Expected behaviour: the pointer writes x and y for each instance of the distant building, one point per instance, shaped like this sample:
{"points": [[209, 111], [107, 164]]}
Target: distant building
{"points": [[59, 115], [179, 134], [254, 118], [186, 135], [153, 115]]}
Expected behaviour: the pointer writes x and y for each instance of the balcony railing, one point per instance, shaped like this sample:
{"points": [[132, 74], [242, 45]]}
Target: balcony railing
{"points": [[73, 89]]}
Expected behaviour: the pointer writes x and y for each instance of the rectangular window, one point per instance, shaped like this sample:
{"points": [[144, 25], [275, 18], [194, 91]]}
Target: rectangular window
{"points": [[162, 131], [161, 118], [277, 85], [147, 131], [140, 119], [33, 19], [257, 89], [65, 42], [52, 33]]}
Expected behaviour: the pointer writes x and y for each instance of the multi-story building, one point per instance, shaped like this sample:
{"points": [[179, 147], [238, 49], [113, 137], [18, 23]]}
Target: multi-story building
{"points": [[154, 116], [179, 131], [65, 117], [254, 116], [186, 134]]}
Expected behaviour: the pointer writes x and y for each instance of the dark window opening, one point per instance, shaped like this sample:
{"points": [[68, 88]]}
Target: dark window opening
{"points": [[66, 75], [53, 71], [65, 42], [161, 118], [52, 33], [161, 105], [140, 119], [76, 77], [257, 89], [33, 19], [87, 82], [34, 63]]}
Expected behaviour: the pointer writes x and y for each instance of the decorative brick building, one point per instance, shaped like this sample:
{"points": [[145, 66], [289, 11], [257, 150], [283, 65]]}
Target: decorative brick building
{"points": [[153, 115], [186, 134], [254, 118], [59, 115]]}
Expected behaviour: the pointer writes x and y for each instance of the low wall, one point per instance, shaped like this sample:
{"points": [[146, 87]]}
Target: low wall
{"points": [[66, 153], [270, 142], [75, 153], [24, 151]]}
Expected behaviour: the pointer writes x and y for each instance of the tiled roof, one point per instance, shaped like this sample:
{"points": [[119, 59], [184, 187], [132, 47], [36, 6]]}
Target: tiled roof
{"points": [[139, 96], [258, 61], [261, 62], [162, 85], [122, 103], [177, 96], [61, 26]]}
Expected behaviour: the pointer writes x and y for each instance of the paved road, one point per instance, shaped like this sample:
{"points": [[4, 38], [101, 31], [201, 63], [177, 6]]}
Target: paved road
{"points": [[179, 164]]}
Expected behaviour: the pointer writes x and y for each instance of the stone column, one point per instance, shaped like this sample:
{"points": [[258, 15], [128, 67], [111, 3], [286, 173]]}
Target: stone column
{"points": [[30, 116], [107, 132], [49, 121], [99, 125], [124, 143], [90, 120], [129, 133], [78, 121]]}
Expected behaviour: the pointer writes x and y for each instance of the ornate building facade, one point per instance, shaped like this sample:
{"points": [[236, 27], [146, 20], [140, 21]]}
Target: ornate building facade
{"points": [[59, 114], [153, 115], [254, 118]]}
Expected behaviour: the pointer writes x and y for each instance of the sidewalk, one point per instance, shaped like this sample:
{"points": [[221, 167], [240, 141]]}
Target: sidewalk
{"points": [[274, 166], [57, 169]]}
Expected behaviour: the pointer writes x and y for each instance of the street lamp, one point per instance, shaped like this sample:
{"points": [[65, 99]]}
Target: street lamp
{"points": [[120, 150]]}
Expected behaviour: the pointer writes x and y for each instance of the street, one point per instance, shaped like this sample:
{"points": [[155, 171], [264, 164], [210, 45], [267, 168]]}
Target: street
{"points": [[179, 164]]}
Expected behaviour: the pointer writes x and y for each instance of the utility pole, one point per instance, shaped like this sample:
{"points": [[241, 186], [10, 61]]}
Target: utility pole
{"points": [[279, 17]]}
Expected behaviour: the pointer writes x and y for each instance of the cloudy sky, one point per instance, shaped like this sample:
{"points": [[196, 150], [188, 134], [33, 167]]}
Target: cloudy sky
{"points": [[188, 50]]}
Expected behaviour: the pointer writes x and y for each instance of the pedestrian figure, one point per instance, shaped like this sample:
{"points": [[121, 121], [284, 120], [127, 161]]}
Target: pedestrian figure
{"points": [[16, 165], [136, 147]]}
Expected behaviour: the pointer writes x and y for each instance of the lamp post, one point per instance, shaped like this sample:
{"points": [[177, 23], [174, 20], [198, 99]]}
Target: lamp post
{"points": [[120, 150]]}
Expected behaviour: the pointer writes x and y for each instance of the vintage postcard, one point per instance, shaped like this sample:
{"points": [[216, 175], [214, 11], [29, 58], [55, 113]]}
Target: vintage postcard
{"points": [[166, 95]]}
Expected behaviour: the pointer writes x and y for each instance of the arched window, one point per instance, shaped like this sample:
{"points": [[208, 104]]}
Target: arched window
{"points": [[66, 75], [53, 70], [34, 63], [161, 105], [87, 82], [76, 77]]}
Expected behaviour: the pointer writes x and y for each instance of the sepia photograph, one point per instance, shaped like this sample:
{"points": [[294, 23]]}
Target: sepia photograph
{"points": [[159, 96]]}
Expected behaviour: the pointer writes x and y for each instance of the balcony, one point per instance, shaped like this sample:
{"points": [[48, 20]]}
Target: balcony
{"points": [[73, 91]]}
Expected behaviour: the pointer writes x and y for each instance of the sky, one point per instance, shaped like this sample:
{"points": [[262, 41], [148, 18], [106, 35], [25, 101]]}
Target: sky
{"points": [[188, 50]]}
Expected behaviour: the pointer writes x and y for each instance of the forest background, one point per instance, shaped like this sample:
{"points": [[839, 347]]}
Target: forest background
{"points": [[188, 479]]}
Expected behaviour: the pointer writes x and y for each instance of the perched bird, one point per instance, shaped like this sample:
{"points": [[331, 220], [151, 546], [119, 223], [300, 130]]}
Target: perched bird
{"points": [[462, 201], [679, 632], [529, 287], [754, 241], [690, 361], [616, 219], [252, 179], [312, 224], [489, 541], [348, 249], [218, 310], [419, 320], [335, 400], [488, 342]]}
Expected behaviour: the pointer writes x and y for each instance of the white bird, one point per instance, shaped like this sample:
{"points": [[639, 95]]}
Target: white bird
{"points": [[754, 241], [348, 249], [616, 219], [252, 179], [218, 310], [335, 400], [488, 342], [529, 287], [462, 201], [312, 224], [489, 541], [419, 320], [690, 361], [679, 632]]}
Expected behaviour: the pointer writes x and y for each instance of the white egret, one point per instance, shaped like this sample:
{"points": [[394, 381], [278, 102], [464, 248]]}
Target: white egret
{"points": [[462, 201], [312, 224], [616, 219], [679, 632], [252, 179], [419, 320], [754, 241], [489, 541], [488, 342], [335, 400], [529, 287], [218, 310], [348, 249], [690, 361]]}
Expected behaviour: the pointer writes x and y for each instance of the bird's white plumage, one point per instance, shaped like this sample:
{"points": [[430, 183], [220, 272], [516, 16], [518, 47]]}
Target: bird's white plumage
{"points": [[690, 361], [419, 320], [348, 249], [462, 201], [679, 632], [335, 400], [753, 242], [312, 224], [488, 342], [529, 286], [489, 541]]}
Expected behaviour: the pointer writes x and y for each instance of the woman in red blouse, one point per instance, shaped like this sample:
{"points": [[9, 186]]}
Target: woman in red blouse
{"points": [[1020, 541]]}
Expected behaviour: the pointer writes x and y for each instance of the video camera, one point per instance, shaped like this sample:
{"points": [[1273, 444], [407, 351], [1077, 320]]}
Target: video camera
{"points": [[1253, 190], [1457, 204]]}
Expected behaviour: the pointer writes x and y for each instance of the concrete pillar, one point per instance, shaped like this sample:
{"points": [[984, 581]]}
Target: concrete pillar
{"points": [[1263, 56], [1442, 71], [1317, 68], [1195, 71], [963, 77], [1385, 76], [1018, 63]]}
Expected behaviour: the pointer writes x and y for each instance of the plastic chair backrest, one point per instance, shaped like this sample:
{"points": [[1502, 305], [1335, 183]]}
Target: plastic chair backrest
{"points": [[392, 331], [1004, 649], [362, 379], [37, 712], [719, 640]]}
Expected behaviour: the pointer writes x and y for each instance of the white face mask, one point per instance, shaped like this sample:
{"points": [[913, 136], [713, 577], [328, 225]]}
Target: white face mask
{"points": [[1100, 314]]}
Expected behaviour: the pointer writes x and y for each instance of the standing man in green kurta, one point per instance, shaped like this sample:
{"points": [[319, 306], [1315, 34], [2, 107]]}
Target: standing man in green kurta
++++
Required work
Set down exactly the lines of the data above, beginning with the line that has "Target: multi-story building" and ending with the line that has "of the paved", and no others.

Answer space
Target: multi-story building
{"points": [[154, 116], [179, 131], [65, 117], [254, 116], [186, 134]]}
Expected behaviour: the pointer writes x and y for each instance of the dark window opening, one point per instance, shaped like this sample:
{"points": [[68, 88]]}
Target: dark window opening
{"points": [[66, 75], [53, 71], [65, 42], [161, 118], [52, 33], [161, 105], [140, 119], [76, 77], [257, 89], [33, 19], [87, 82], [34, 63]]}
Expected behaviour: the pointer writes x and y for each instance of the decorative brick building, one point per instance, shaped like this sample:
{"points": [[145, 66], [289, 11], [257, 150], [283, 65]]}
Target: decorative brick building
{"points": [[153, 115], [186, 134], [254, 118], [59, 115]]}
Expected behaviour: the pointer writes x and y for each instance of the low wall, one point per instance, shaped like this sample:
{"points": [[146, 87]]}
Target: low wall
{"points": [[66, 153], [270, 142], [75, 153], [24, 151]]}
Expected behaviour: the pointer writes x and y for each instance of the tiled roof, one point per instance, shaped like this sample:
{"points": [[119, 59], [184, 187], [132, 47], [36, 6]]}
Target: tiled roof
{"points": [[139, 96], [258, 61], [261, 62], [162, 85], [122, 103], [177, 96], [61, 26]]}
Expected behaviour: the pointer writes x and y for each instance of the paved road, one point per instance, shaped like this sample:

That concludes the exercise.